Pasaje seleccionado
##########

Los opioides son medicamentos con eficacia comprobada para manejo del dolor al final de vida y para el tratamiento de la dependencia a la heroína, usados en cuidados paliativos y programas de sustitución con metadona, respectivamente. En Colombia los opioides tienen un costo relativamente bajo, pues su manufactura y distribución son controlados por el Estado a través del Fondo Nacional de Estupefacientes (FNE). Pero están en una encrucijada: por un lado, dado que son eficaces y de bajo costo, han sido clasificados por la Organización Mundial de la Salud en la Lista de Medicamentos Esenciales, así que los Estados deben garantizar su disponibilidad y acceso en los paquetes de aseguramiento en salud. Pero, por otro lado, están estrictamente regulados, pues el sistema internacional de fiscalización clasificó estas sustancias en la lista más estricta de control en 1961 a través de la Convención Única de Estupefacientes, lo que exige aplicar unas medidas restrictivas para su manufactura, distribución y prescripción.
Hay varias barreras para el acceso a opioides: se exige un proceso de habilitación de medicamentos controlados, que requiere contratar un químico farmacéutico, compra de recetarios oficiales en las gobernaciones (que a menudo se agotan y solo se consiguen en las capitales departamentales), y dispensación en puntos específicos para evitar desvíos, con sanciones en caso de incumplir alguna norma. Estos requisitos administrativos operan como un incentivo negativo: ni las IPS quieren habilitar el servicio farmacéutico de medicamentos controlados, ni las EPS quieren contratar estos servicios especializados, por la burocracia y vigilancia adicional que les implica. Pero además de los obstáculos normativos, la prohibición ha creado barreras sociales y culturales, manifestadas en el hecho de que médicos, pacientes y familiares por igual tienen mucho miedo de opioides como la morfina, temiendo por ejemplo que el paciente se vaya a volver adicto, entre otros varios mitos.
Los impactos negativos de no acceder a estos medicamentos son devastadores. Los recorridos diarios y las vidas de las personas que buscan alivio del dolor están documentados en el libro “Los caminos del dolor: Acceso a cuidados paliativos y tratamiento por consumo de heroína en Colombia” publicado por Dejusticia[1]. Para él investigamos sobre las barreras de acceso a estos medicamentos en cinco ciudades: Armenia, Cali, Cúcuta, Pereira, y Santander de Quilichao.
En Colombia, ambos enfoques de atención están incluidos en el Plan de Beneficios de Salud: los cuidados paliativos por la Ley 1733 de 2014, y la atención al consumo problemático de sustancias psicoactivas, por la Ley 1566 de 2012. Pero esta promesa plasmada en el papel está muy lejos de ser real, no solo en Santander de Quilichao sino a lo largo del país. Si bien el consumo de opioides ha aumentado de 3 mg./per cápita en el año 2000, a 17 mg./per cápita en el 2015, este consumo se concentra en las ciudades grandes donde sí hay servicios especializados (aunque escasos), mientras que hay departamentos con consumos muy bajos, como es el caso del Cauca, puesto que no hay personal capacitado para prescribir opioides.

##########

Líneas proporcionadas
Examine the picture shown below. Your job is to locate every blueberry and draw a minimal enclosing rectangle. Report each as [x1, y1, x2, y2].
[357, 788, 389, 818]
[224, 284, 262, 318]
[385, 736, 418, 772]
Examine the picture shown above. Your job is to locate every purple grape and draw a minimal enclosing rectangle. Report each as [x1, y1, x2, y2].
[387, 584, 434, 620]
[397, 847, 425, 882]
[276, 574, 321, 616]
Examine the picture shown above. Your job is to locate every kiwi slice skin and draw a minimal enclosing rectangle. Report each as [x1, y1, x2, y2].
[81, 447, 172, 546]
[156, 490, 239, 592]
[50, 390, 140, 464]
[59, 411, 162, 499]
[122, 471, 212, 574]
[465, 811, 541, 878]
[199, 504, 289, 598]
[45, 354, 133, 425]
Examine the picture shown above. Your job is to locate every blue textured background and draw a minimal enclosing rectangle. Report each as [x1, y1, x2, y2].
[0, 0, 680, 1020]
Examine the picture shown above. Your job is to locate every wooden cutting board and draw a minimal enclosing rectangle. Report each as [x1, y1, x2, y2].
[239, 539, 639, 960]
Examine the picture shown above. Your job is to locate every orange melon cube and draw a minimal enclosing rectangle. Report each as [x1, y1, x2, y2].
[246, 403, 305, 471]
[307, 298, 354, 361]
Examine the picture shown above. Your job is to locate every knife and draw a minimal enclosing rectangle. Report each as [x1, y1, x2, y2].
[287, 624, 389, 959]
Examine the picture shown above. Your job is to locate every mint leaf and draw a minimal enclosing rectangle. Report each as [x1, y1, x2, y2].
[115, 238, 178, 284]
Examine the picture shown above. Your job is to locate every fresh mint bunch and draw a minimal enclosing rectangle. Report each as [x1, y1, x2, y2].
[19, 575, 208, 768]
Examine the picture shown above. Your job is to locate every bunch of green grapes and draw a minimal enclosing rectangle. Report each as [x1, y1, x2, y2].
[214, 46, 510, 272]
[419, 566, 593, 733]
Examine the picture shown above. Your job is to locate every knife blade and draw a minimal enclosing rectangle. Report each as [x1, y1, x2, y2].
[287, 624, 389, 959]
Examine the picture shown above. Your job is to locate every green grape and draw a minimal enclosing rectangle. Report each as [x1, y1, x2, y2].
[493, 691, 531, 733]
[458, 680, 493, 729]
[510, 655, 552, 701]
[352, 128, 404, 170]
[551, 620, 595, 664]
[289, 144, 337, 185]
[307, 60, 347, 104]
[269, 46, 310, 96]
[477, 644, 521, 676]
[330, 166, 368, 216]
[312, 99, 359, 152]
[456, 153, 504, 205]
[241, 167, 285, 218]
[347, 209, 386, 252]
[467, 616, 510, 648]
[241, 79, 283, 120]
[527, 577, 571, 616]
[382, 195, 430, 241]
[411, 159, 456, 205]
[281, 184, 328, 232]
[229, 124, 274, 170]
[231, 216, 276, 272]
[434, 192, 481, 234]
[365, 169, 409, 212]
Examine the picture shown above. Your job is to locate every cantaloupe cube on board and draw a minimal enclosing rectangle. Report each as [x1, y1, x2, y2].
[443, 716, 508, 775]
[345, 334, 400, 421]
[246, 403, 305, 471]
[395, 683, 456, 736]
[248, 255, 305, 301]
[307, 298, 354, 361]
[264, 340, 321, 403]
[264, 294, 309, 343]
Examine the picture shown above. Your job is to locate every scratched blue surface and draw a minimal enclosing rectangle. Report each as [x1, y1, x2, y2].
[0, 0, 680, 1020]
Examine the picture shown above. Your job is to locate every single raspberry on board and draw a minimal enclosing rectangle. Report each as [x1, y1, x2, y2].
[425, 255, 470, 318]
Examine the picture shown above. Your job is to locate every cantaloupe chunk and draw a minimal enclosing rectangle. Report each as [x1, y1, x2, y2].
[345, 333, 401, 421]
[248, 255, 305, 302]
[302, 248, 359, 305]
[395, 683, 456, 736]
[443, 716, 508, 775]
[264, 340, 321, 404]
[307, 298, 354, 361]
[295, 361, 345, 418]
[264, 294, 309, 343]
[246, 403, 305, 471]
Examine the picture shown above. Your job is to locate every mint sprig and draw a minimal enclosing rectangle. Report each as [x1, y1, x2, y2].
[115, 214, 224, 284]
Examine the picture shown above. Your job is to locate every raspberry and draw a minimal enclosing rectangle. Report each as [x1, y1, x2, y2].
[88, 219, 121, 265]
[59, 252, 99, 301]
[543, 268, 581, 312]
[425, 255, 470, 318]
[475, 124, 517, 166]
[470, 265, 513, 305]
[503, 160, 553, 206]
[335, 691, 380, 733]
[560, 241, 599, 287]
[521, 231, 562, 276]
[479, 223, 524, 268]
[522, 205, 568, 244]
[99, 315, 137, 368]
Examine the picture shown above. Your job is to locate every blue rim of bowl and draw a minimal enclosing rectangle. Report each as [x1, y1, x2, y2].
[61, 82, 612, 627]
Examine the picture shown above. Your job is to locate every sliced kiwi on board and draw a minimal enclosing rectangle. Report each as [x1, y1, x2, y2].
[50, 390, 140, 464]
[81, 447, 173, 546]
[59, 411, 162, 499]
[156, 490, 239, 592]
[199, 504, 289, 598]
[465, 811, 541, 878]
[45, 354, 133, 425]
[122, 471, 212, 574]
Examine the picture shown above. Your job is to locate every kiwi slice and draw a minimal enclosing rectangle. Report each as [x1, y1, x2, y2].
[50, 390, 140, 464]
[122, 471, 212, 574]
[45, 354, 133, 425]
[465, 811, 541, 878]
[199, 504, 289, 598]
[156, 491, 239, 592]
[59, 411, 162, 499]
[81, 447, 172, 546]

##########

Lo que hará
(a) Según el pasaje seleccionado, ¿a través de qué entidad controla el Estado la manufactura y distribución de los opioides en Colombia?
(b) Reproduzca sin cambios el fragmento del pasaje seleccionado que se inicia con las palabras "Los impactos negativos" y concluye con "Santander de Quilichao.".

Respuestas numeradas
(a) A través del Fondo Nacional de Estupefacientes (FNE).

(b)
Los impactos negativos de no acceder a estos medicamentos son devastadores. Los recorridos diarios y las vidas de las personas que buscan alivio del dolor están documentados en el libro “Los caminos del dolor: Acceso a cuidados paliativos y tratamiento por consumo de heroína en Colombia” publicado por Dejusticia[1]. Para él investigamos sobre las barreras de acceso a estos medicamentos en cinco ciudades: Armenia, Cali, Cúcuta, Pereira, y Santander de Quilichao.